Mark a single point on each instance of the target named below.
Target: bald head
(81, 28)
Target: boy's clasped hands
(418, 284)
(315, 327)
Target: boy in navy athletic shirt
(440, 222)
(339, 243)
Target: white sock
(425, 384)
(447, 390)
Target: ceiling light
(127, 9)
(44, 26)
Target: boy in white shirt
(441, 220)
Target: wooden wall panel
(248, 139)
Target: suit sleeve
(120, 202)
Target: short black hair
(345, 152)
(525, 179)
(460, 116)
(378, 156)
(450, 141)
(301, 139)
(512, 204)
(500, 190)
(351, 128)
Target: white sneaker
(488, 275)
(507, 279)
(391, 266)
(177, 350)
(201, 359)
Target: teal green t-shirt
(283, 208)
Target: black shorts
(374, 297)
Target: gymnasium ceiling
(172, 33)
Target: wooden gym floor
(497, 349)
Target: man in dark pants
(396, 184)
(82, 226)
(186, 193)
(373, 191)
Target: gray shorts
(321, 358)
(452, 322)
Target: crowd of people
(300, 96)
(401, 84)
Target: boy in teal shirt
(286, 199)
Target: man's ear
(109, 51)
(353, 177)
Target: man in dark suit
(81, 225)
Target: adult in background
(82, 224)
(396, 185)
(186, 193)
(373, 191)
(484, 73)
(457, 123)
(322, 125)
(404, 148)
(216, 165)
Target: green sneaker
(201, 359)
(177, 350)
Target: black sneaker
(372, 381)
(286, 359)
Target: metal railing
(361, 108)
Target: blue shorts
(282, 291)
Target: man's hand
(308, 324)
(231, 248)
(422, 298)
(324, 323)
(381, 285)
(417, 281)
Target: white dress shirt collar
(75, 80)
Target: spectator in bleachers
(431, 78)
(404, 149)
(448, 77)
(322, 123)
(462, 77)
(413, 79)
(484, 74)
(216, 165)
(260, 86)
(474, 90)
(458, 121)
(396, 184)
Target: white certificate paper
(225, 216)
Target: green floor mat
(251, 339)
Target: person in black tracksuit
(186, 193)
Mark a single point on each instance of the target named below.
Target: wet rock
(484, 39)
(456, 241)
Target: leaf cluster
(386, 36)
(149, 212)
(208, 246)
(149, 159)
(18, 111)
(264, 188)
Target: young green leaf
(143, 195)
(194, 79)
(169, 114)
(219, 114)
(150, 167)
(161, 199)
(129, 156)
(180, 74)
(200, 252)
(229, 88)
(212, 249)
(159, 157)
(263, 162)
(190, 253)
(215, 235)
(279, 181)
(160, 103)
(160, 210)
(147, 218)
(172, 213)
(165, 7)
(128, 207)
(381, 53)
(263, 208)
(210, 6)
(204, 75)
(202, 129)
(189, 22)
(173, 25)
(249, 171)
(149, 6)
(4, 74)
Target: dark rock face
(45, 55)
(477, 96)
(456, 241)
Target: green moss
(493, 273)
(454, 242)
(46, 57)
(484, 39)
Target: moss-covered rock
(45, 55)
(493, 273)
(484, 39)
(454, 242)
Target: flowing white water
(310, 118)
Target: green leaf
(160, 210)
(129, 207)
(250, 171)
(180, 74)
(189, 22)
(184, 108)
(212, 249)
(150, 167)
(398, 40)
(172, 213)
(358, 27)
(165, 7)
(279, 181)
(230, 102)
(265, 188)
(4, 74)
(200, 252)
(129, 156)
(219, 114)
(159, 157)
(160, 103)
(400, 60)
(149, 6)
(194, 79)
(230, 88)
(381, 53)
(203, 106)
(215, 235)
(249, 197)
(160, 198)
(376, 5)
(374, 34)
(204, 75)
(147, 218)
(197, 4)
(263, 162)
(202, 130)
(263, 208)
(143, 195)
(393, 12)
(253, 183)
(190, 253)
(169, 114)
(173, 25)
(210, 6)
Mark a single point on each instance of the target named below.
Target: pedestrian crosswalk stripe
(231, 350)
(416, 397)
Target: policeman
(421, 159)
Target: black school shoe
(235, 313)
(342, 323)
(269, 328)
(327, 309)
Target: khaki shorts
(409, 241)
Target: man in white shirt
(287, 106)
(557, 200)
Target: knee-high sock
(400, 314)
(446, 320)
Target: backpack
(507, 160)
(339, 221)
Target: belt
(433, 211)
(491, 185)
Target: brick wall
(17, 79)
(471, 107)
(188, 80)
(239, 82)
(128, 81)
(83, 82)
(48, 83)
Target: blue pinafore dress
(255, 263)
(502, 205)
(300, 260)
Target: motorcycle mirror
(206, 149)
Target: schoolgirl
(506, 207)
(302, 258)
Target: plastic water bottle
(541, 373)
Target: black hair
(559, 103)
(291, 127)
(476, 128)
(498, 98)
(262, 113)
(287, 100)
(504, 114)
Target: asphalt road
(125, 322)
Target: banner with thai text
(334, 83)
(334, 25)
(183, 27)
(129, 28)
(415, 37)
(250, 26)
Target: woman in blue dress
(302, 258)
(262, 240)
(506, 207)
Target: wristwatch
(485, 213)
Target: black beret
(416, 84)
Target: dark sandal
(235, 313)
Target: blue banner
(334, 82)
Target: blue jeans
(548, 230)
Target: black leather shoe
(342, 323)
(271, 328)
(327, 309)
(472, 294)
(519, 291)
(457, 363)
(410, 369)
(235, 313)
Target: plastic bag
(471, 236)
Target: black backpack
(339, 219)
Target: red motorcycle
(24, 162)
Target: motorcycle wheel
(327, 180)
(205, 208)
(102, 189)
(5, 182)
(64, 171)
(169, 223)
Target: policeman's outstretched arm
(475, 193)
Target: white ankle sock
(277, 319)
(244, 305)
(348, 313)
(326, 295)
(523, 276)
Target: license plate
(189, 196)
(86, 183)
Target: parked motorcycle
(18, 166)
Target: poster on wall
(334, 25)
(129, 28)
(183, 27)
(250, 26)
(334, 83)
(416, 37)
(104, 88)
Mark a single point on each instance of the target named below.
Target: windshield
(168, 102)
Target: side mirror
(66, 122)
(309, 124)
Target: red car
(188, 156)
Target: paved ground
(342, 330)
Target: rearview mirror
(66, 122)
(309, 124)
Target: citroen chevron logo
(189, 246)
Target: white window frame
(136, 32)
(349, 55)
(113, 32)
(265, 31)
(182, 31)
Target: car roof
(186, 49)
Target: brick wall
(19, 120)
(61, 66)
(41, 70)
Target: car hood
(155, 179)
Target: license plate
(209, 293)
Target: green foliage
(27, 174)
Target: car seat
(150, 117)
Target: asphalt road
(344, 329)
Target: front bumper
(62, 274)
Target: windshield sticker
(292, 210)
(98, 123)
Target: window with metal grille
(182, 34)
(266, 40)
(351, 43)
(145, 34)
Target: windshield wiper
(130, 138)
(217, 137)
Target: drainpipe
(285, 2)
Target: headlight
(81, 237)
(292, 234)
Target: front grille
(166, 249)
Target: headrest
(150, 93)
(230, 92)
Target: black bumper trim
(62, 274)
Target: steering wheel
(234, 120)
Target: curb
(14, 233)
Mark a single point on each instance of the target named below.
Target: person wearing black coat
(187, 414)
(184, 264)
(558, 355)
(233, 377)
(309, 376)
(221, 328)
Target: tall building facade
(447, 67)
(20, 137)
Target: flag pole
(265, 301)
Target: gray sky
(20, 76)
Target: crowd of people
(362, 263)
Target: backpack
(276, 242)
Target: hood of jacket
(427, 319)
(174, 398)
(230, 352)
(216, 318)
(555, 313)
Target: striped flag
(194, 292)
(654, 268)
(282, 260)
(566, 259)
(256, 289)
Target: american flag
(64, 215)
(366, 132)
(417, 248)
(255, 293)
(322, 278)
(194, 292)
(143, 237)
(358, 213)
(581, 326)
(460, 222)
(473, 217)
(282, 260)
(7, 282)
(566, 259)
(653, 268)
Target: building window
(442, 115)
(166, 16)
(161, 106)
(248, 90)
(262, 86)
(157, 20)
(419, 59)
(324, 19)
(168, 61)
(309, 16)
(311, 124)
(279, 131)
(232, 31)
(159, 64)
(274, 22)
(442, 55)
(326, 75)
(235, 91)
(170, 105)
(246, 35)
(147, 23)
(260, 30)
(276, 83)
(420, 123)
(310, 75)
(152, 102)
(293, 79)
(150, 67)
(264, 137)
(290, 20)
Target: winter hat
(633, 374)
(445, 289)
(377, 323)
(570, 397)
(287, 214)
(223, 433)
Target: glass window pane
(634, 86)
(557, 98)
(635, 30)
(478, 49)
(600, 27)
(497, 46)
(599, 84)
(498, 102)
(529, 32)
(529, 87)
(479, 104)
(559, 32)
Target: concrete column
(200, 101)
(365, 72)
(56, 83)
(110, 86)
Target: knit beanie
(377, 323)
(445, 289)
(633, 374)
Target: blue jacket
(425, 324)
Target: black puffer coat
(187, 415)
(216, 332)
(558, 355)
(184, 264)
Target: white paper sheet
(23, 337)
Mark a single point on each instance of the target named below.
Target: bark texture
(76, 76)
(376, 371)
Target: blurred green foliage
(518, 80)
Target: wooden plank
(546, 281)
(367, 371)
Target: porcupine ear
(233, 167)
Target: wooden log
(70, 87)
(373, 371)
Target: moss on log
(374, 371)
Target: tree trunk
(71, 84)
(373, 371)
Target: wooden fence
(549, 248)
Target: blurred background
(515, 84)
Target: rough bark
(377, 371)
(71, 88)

■ **WORK INSTRUCTIONS**:
In the listing above, find the line with "Target: wooden plank" and set down that line and all after it exactly, through the final line.

■ **PROBLEM SOLUTION**:
Target: wooden plank
(546, 281)
(367, 371)
Target: porcupine ear
(233, 167)
Target: wooden log
(70, 87)
(373, 371)
Target: moss on log
(374, 371)
Target: tree trunk
(71, 84)
(373, 371)
Target: wooden fence
(549, 248)
Target: blurred background
(515, 84)
Target: rough bark
(377, 371)
(71, 88)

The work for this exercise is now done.